##### ENTRIES SHOWN

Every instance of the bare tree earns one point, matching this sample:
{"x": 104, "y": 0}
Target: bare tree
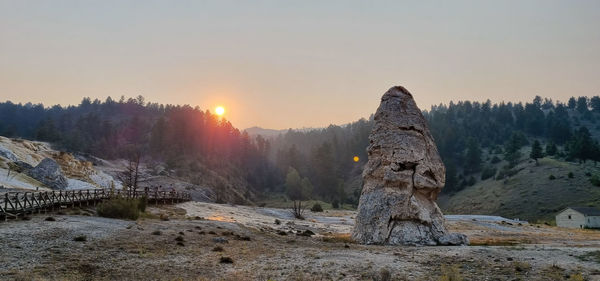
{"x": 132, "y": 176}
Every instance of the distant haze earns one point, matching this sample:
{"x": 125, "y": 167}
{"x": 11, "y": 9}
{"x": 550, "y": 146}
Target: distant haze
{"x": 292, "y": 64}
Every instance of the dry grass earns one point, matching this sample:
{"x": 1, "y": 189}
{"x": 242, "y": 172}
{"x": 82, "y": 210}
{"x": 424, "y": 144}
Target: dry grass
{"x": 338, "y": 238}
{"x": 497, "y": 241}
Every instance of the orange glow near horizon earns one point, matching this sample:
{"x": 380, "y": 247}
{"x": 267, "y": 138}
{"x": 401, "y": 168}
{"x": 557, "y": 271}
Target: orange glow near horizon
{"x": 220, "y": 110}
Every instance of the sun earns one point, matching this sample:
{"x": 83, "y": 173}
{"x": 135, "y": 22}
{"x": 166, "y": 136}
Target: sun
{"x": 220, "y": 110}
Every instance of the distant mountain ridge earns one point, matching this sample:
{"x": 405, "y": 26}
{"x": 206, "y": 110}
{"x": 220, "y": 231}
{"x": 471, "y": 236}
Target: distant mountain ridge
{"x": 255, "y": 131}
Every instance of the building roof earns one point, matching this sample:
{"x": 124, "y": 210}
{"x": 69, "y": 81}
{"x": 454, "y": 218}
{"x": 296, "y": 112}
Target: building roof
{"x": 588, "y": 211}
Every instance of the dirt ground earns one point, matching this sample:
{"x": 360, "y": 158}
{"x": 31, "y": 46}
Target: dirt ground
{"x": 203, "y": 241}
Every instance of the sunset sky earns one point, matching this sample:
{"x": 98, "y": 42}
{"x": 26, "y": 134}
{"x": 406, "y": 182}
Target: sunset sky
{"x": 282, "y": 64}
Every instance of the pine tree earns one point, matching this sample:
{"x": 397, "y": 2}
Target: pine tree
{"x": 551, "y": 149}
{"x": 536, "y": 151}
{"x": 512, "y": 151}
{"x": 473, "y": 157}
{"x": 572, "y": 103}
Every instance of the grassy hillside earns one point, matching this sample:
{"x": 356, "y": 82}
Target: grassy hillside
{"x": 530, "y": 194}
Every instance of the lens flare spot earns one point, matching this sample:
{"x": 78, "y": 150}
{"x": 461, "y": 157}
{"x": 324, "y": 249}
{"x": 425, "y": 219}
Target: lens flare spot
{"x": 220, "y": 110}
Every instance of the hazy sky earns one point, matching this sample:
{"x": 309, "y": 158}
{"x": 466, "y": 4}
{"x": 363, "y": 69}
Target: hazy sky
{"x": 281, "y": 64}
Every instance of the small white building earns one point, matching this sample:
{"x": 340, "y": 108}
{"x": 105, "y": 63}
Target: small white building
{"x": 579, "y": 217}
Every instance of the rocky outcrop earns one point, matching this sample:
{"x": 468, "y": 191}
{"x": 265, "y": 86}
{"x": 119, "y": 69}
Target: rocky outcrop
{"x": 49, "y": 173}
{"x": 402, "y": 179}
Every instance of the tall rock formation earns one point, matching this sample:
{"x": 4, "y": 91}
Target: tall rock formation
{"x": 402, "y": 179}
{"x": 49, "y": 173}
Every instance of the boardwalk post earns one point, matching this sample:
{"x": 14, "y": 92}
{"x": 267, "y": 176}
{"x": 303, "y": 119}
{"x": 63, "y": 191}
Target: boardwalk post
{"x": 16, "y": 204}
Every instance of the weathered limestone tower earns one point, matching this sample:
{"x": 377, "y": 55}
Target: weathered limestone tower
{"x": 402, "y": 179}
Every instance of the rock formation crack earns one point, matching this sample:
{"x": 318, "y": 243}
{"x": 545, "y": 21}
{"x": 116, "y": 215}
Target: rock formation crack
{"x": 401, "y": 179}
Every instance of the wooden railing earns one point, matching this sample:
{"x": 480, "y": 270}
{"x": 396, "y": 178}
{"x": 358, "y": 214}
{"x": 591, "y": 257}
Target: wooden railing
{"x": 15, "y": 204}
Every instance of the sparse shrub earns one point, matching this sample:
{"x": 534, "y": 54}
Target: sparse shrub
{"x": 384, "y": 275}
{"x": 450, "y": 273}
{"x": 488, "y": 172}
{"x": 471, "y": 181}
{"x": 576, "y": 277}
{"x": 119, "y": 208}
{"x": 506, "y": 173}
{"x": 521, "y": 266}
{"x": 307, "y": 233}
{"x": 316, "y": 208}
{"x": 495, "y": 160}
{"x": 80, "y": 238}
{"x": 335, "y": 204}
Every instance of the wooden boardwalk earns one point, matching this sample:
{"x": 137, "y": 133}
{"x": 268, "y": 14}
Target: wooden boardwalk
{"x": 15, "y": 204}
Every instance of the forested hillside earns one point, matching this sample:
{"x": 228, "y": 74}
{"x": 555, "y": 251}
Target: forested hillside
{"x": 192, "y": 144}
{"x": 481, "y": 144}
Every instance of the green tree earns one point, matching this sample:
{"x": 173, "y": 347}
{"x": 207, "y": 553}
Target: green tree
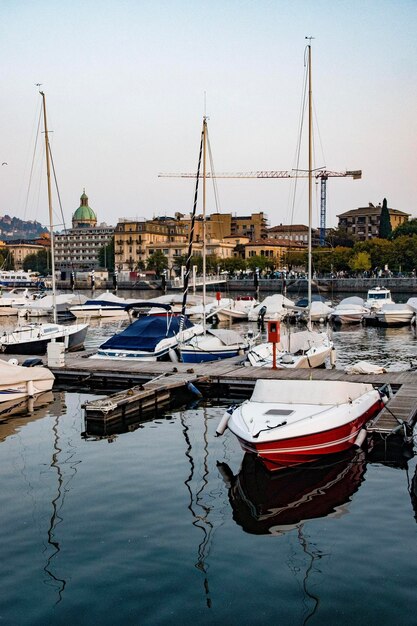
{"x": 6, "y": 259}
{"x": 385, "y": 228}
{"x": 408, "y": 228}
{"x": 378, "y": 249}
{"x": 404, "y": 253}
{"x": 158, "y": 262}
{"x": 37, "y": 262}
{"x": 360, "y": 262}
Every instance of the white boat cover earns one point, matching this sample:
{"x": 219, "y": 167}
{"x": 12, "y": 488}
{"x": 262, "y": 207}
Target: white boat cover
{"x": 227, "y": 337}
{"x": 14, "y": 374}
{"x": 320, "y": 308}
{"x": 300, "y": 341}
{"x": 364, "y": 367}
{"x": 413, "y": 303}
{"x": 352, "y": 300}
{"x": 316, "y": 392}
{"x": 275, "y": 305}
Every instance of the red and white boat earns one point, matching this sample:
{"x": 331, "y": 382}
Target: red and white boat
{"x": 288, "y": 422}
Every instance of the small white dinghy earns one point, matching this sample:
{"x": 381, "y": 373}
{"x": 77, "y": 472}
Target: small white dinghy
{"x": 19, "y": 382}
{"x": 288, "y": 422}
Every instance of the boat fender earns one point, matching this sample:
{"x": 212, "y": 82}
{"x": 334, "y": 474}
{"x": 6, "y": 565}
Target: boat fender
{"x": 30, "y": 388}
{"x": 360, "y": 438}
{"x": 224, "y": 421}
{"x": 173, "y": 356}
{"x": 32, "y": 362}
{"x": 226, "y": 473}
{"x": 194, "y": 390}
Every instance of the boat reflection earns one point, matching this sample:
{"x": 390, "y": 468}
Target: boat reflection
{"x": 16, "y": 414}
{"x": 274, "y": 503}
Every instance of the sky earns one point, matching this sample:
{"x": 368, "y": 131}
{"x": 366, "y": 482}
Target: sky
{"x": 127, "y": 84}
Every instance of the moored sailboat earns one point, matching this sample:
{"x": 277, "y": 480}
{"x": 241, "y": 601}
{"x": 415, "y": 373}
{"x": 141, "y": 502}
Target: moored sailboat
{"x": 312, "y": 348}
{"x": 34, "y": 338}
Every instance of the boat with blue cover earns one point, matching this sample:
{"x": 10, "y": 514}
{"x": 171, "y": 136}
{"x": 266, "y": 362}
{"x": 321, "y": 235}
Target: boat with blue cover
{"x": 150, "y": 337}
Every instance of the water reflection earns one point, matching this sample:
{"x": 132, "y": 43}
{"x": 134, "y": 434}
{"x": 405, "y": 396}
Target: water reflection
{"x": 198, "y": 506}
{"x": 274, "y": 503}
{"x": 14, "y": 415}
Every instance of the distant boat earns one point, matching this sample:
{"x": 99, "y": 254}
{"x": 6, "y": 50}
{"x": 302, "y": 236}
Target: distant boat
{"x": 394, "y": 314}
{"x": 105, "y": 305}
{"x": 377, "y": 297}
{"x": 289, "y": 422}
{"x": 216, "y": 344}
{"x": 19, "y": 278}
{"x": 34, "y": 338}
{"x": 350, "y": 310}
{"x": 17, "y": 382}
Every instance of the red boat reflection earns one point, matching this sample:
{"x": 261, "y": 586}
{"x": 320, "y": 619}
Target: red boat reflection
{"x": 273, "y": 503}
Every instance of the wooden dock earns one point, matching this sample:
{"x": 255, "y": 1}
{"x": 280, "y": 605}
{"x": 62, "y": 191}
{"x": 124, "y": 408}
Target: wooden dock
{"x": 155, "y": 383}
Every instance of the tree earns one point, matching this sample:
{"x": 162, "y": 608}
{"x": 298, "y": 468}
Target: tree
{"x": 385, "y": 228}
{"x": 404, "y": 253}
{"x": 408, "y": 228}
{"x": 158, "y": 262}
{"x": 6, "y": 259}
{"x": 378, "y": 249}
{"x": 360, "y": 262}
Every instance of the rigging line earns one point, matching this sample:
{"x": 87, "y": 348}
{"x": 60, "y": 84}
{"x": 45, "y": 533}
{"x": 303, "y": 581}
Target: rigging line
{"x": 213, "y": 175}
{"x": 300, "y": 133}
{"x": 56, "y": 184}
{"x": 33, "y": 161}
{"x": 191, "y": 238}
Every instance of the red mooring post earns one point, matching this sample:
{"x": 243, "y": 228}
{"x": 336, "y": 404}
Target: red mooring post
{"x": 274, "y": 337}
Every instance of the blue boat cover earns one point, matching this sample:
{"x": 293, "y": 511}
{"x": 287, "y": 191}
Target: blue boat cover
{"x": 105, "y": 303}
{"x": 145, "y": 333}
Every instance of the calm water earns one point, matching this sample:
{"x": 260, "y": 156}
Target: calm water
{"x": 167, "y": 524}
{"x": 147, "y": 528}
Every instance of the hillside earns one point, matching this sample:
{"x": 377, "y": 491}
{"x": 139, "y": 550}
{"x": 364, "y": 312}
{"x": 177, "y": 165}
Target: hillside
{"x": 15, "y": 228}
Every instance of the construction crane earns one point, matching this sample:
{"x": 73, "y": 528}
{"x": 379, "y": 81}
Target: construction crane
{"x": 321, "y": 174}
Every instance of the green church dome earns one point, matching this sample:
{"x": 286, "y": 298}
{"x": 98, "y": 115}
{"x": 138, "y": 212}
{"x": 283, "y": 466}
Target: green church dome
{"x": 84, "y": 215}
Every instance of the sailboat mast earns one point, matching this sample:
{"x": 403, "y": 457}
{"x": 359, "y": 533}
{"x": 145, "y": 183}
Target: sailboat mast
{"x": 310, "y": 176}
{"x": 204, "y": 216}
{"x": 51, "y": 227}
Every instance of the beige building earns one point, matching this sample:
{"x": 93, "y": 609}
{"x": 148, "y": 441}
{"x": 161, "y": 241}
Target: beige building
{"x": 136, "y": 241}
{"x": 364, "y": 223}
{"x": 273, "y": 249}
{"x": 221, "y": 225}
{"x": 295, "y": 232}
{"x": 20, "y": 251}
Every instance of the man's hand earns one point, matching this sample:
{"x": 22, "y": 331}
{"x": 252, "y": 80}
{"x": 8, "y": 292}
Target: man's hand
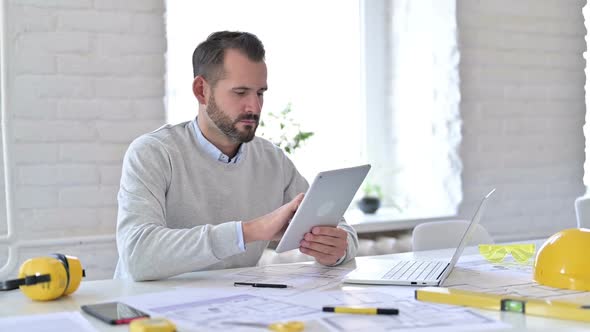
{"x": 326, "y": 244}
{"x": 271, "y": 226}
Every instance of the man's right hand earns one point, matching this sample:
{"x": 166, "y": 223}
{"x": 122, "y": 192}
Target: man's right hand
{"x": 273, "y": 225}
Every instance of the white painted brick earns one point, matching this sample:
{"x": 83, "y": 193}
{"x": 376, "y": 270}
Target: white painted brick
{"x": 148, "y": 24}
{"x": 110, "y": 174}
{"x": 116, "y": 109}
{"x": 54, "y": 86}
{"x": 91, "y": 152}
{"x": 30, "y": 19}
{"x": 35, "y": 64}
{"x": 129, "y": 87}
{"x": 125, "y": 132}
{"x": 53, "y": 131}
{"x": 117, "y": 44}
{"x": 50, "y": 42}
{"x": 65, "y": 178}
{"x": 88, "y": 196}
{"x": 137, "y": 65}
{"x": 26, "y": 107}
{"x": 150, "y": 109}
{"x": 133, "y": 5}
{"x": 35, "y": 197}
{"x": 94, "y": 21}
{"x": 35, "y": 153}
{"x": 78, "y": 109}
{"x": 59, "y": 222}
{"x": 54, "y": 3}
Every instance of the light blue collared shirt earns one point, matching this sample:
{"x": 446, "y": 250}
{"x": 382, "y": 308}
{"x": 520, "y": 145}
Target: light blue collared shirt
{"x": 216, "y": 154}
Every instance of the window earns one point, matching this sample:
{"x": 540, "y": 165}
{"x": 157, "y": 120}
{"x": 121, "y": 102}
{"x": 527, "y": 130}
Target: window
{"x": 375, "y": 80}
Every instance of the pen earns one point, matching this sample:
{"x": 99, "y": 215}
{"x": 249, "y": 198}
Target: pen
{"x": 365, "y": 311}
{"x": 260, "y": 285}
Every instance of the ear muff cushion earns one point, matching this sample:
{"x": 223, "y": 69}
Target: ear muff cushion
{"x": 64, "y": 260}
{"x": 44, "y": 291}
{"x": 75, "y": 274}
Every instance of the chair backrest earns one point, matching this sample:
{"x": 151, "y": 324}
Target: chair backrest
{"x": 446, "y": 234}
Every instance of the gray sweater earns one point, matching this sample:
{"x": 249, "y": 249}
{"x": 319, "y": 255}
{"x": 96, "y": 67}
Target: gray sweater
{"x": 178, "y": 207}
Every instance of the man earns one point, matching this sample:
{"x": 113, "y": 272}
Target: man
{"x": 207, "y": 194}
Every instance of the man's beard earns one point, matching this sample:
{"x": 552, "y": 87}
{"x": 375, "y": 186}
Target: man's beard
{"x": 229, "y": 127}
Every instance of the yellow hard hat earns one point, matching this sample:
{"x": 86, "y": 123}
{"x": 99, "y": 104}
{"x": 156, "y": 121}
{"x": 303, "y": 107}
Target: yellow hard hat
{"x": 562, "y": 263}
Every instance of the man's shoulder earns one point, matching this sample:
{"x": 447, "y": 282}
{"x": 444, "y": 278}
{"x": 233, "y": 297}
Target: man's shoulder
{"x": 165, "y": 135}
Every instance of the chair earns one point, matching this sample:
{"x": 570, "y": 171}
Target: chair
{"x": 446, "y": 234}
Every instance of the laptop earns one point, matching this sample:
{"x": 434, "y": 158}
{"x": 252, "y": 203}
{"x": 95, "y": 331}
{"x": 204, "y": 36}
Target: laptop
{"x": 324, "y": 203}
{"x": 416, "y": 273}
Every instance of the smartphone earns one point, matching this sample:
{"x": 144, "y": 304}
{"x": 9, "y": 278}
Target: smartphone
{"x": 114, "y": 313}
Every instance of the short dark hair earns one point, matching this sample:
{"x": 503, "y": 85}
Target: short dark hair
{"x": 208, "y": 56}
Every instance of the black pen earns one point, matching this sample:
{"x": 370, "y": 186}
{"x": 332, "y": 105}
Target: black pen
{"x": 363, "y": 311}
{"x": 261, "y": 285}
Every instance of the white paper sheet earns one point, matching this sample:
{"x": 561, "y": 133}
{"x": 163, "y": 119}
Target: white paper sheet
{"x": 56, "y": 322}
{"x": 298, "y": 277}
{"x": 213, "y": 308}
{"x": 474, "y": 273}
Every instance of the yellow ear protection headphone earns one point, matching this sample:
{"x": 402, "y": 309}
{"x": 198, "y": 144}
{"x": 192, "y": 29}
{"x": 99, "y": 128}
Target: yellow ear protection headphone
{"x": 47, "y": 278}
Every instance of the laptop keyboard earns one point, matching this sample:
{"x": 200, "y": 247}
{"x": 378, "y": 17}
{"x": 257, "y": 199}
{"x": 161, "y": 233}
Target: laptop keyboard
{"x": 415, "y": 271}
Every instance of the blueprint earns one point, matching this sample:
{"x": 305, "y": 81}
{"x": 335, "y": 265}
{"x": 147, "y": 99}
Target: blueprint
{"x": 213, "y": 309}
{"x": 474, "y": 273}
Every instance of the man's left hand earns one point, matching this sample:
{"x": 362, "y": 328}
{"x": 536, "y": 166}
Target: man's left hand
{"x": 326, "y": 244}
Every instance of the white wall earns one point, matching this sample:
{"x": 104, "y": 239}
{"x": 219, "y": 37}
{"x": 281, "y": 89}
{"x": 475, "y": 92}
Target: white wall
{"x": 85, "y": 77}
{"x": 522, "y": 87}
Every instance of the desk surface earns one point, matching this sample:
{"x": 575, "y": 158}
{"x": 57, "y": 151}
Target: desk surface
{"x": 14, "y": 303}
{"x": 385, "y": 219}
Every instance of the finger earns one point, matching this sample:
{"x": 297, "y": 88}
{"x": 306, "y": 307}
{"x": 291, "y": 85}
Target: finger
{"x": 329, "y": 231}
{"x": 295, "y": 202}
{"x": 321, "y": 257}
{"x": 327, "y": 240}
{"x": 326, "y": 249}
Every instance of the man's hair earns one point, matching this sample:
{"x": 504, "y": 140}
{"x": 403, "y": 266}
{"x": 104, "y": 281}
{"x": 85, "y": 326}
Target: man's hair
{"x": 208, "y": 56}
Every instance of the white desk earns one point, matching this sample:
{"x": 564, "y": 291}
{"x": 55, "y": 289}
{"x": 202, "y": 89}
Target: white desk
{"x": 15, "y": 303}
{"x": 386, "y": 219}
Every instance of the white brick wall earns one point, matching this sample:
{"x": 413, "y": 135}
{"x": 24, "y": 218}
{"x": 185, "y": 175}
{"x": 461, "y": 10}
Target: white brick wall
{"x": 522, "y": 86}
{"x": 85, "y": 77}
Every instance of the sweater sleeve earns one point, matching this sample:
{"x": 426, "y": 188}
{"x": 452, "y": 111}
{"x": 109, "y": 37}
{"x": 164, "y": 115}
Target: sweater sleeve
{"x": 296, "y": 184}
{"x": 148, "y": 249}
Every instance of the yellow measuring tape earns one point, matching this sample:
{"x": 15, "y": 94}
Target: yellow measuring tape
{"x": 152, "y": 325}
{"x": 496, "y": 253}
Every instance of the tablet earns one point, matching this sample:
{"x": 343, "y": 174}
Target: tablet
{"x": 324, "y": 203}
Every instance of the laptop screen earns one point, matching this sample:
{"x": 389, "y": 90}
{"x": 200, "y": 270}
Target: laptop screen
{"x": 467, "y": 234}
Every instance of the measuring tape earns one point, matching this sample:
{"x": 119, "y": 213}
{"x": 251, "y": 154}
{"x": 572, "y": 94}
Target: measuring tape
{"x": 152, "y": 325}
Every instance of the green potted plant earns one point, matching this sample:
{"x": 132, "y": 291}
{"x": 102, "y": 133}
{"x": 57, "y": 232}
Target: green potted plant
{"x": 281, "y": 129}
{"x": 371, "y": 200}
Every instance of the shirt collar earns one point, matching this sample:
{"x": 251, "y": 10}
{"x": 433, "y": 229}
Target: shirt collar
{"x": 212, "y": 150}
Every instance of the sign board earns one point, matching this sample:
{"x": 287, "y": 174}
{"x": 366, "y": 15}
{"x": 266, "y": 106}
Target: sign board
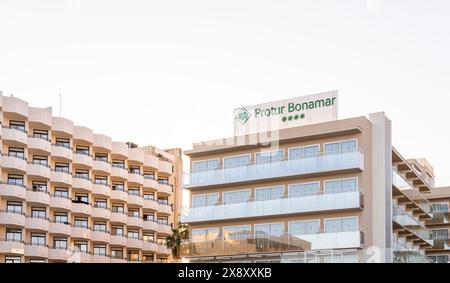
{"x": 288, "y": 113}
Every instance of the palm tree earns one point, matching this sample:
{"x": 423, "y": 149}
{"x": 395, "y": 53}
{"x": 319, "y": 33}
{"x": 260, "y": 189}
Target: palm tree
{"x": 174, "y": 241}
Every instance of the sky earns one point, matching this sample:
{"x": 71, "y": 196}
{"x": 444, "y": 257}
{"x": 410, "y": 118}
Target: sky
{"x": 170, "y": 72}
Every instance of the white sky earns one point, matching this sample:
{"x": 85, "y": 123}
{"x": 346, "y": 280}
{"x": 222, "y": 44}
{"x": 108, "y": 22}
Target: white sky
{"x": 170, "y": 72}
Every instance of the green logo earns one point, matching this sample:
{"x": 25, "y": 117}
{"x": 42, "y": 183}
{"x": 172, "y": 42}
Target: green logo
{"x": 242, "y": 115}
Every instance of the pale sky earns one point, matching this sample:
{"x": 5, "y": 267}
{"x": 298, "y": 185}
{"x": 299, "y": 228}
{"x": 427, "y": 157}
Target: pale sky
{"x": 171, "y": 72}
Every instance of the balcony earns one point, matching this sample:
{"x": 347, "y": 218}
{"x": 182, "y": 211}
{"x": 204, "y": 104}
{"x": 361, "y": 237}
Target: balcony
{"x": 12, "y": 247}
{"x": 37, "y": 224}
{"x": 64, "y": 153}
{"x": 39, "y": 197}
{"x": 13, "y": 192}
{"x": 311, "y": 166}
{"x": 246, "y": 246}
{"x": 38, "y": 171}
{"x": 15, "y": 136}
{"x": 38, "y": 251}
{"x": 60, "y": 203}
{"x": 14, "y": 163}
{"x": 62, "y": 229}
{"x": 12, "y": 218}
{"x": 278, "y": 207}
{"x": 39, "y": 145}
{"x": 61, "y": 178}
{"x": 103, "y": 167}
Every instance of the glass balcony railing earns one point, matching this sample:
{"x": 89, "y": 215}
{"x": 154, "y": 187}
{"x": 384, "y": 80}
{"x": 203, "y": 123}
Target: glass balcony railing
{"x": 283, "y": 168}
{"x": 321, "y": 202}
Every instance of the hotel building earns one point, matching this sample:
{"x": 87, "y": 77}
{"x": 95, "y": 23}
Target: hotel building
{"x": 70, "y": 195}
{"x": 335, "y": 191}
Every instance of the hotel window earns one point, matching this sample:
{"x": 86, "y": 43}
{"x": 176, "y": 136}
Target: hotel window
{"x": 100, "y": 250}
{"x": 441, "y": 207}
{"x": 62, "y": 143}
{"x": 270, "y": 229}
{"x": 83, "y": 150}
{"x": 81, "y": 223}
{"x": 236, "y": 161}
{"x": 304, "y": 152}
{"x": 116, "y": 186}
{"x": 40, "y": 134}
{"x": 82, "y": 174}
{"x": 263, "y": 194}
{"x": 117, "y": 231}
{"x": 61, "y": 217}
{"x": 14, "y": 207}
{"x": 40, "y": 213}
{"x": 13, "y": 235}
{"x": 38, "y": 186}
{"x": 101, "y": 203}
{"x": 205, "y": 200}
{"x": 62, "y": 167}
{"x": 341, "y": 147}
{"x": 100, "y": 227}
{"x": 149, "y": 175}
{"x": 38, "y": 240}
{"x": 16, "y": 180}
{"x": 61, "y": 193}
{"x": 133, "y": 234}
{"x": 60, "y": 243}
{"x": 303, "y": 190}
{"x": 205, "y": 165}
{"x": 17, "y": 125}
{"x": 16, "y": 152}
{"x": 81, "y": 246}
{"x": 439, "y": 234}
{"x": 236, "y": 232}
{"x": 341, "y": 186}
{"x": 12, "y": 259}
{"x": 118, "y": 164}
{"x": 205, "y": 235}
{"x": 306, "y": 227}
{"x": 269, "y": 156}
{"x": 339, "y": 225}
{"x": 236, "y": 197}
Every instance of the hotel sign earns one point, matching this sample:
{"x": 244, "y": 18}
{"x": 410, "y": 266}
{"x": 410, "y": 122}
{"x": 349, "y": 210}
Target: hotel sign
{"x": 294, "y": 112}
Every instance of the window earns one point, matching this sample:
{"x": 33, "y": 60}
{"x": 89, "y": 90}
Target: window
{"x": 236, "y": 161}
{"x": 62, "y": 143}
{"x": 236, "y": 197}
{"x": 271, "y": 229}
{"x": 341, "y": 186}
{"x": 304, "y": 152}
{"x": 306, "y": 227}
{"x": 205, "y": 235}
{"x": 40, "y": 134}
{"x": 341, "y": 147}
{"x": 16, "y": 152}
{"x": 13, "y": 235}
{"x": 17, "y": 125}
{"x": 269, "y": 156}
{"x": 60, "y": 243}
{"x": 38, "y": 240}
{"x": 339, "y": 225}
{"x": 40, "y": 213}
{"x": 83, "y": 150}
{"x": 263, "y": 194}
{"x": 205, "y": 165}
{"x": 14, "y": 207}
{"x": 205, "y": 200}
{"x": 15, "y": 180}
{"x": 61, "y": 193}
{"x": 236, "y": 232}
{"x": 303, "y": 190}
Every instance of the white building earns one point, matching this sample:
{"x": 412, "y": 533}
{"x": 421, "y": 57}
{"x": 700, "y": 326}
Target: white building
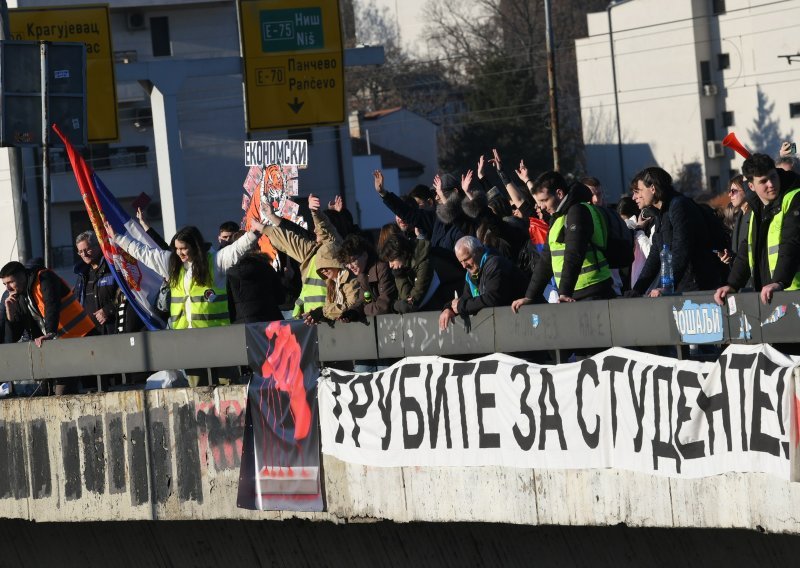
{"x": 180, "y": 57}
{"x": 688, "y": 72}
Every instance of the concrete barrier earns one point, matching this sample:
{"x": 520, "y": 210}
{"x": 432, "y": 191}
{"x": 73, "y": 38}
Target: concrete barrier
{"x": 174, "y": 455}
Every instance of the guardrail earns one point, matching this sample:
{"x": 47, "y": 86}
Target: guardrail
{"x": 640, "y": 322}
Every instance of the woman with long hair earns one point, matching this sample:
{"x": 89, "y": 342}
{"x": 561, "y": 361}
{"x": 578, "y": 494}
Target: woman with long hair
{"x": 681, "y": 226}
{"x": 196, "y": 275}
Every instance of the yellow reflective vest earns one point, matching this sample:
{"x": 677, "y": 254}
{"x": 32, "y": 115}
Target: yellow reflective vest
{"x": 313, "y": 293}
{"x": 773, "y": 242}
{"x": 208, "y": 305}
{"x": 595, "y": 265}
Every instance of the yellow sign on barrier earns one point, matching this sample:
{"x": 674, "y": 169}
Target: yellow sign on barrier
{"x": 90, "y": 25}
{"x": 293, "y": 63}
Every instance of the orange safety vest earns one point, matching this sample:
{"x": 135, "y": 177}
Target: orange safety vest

##########

EXERCISE: Each line from the one holding "Every instance of the yellow sign" through the last line of the data is to be transcribed exactly, with nothing else added.

SOLUTION TO THIS EXERCISE:
Every instance of the yellow sign on barrier earns one point, matching this sample:
{"x": 674, "y": 169}
Target: yellow sign on barrier
{"x": 90, "y": 25}
{"x": 293, "y": 63}
Every instance of the orange safety vest earns one point, matching this sample:
{"x": 135, "y": 177}
Target: orange safety vest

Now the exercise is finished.